Work item –
Switch "clicks" to "points" wherever it occurs in the records from their start through the line containing "box: [231, 361, 1195, 636]", inclusive. Give back only those lines, otherwise unchanged.

(Extracted data entries)

-- Opening Marker --

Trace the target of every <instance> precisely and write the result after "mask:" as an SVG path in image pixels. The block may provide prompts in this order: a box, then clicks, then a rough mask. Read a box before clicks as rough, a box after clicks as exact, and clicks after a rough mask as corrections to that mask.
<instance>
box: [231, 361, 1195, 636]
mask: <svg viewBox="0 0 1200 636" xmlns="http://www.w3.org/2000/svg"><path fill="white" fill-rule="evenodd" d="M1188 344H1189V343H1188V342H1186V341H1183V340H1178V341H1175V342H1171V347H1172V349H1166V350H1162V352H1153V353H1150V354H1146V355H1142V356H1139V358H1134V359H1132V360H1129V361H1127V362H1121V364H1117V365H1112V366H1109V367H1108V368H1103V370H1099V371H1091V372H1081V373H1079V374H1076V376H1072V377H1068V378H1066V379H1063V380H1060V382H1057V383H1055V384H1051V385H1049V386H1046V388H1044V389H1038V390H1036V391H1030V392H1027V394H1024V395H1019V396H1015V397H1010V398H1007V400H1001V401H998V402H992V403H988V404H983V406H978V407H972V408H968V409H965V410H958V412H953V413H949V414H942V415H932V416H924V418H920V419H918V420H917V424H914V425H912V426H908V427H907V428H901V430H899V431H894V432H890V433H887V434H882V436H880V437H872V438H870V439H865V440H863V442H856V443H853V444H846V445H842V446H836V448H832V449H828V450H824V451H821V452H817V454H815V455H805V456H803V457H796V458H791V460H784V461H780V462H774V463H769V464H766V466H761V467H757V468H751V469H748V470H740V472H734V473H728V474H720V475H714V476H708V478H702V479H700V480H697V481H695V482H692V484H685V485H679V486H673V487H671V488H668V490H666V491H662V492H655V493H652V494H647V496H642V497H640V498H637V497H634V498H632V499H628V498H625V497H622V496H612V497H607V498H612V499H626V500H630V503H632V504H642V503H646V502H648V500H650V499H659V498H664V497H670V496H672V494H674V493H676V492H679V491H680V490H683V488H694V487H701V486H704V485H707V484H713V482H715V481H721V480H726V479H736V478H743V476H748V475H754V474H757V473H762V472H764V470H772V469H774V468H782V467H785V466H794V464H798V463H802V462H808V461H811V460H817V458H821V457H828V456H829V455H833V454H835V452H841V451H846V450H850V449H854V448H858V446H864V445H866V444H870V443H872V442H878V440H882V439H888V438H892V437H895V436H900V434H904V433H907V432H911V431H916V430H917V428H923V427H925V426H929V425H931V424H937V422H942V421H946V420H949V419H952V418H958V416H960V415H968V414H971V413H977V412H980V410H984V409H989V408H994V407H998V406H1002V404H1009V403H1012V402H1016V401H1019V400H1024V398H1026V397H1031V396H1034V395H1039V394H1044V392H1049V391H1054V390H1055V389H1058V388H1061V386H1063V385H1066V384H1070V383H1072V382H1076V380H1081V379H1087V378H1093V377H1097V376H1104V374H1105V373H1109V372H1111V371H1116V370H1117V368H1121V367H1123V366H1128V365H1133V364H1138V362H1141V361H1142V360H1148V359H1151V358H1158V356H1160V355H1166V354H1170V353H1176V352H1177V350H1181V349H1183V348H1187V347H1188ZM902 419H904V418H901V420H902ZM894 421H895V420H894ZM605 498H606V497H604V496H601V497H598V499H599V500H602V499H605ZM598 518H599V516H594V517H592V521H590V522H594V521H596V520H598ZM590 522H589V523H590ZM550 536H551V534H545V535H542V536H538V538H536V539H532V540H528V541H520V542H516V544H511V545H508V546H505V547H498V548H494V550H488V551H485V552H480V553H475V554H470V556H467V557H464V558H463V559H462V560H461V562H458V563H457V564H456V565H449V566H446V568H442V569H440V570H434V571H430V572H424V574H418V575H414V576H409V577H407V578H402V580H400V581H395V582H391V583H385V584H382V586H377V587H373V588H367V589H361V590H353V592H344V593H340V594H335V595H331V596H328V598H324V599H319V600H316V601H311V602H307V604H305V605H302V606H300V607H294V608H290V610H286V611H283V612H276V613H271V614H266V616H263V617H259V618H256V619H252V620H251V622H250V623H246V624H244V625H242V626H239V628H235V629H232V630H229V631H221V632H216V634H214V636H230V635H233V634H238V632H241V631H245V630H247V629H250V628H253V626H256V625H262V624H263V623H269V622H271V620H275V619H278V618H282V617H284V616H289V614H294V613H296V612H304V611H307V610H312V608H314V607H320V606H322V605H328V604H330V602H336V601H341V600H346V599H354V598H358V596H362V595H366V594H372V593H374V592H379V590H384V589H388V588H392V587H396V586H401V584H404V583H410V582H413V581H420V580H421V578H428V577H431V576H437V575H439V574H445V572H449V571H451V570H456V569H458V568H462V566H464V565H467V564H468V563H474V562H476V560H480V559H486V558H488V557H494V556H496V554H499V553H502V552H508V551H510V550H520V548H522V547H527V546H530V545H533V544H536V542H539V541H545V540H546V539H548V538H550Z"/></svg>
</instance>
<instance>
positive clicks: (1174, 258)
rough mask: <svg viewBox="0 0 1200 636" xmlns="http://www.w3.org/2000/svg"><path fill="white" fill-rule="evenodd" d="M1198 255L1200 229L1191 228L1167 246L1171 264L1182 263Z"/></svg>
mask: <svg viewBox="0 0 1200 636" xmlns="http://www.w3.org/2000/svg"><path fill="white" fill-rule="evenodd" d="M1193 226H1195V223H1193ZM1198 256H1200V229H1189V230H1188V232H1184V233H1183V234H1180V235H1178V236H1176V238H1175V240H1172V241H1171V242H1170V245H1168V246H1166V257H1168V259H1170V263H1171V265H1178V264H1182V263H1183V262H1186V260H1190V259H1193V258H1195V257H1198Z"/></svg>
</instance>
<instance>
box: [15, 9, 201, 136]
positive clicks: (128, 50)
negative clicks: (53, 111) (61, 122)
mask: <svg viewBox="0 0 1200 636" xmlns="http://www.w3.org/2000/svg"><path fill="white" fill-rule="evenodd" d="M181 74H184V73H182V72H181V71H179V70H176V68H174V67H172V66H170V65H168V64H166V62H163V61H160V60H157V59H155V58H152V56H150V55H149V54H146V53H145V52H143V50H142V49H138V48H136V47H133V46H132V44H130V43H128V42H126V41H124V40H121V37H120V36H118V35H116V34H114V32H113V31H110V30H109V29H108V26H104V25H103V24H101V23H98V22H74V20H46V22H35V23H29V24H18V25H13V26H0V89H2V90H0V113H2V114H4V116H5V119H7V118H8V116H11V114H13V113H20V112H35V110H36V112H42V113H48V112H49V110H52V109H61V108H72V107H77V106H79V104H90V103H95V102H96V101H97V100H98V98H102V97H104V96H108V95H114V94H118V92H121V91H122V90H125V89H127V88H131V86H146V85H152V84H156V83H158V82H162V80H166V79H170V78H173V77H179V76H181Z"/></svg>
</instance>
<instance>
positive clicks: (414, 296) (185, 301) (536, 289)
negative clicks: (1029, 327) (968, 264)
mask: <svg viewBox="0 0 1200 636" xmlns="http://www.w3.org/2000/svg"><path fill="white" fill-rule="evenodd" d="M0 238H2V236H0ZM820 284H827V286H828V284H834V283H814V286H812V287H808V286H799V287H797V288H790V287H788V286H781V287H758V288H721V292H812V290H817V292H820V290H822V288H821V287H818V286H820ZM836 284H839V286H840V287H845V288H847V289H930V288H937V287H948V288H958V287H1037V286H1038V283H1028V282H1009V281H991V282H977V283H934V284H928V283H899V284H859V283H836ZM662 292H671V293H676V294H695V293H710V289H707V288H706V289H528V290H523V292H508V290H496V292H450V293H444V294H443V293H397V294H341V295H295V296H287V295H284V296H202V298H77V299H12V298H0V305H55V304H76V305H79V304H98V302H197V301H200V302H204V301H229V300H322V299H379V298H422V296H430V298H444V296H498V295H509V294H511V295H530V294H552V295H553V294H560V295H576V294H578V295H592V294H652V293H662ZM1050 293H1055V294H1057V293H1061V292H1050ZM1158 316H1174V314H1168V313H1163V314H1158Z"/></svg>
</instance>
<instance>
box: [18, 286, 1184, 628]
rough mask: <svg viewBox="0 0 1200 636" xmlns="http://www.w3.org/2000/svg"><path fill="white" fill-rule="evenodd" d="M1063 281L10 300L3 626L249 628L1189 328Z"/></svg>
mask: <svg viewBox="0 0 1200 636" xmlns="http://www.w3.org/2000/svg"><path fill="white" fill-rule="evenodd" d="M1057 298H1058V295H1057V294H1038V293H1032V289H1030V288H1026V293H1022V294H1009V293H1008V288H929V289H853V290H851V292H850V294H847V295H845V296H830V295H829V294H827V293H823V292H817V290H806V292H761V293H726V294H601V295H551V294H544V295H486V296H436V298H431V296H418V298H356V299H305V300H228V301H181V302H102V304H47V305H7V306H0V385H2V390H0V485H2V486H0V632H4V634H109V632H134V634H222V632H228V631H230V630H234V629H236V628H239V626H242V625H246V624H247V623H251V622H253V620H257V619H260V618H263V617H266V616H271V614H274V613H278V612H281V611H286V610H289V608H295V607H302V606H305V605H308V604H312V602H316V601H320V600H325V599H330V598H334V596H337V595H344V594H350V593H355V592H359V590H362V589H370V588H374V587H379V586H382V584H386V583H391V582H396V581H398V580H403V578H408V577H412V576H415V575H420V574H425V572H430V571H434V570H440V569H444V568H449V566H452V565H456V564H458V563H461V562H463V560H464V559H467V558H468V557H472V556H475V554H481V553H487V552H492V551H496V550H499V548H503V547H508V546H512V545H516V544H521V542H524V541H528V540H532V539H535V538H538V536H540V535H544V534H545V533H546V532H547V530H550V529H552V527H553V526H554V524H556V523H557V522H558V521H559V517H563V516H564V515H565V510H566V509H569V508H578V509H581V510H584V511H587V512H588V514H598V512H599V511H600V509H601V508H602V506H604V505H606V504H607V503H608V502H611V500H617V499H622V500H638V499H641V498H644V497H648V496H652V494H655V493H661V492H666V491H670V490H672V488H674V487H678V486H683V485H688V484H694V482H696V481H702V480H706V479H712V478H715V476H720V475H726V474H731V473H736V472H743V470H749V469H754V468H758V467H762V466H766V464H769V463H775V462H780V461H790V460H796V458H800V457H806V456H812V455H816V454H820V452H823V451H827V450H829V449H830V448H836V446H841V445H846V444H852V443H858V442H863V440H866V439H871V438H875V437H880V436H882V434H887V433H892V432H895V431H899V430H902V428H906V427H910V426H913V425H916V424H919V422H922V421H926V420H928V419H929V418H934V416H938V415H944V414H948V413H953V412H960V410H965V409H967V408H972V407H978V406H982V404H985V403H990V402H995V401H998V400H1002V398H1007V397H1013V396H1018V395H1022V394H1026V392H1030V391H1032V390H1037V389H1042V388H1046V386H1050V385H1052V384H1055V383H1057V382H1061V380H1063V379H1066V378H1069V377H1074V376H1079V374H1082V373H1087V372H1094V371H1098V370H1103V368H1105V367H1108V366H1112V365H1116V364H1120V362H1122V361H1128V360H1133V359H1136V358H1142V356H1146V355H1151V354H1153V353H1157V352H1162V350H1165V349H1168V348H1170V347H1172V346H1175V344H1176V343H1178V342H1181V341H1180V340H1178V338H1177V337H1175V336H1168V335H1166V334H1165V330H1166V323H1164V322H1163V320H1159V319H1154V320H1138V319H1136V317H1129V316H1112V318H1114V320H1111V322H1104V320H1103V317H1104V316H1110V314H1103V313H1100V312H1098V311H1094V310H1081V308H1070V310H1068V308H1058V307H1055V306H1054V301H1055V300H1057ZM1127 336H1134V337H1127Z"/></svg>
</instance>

-- Closing Marker --

Exercise response –
Trace the target of every <instance> precisely and write the result after "mask:" as an SVG path in image pixels. The block may provide prompts in this order: a box, then points, then a rough mask. Read a box before points as rough, a box after points as exact, and points after a rough mask as corrections to that mask.
<instance>
box: [231, 361, 1195, 636]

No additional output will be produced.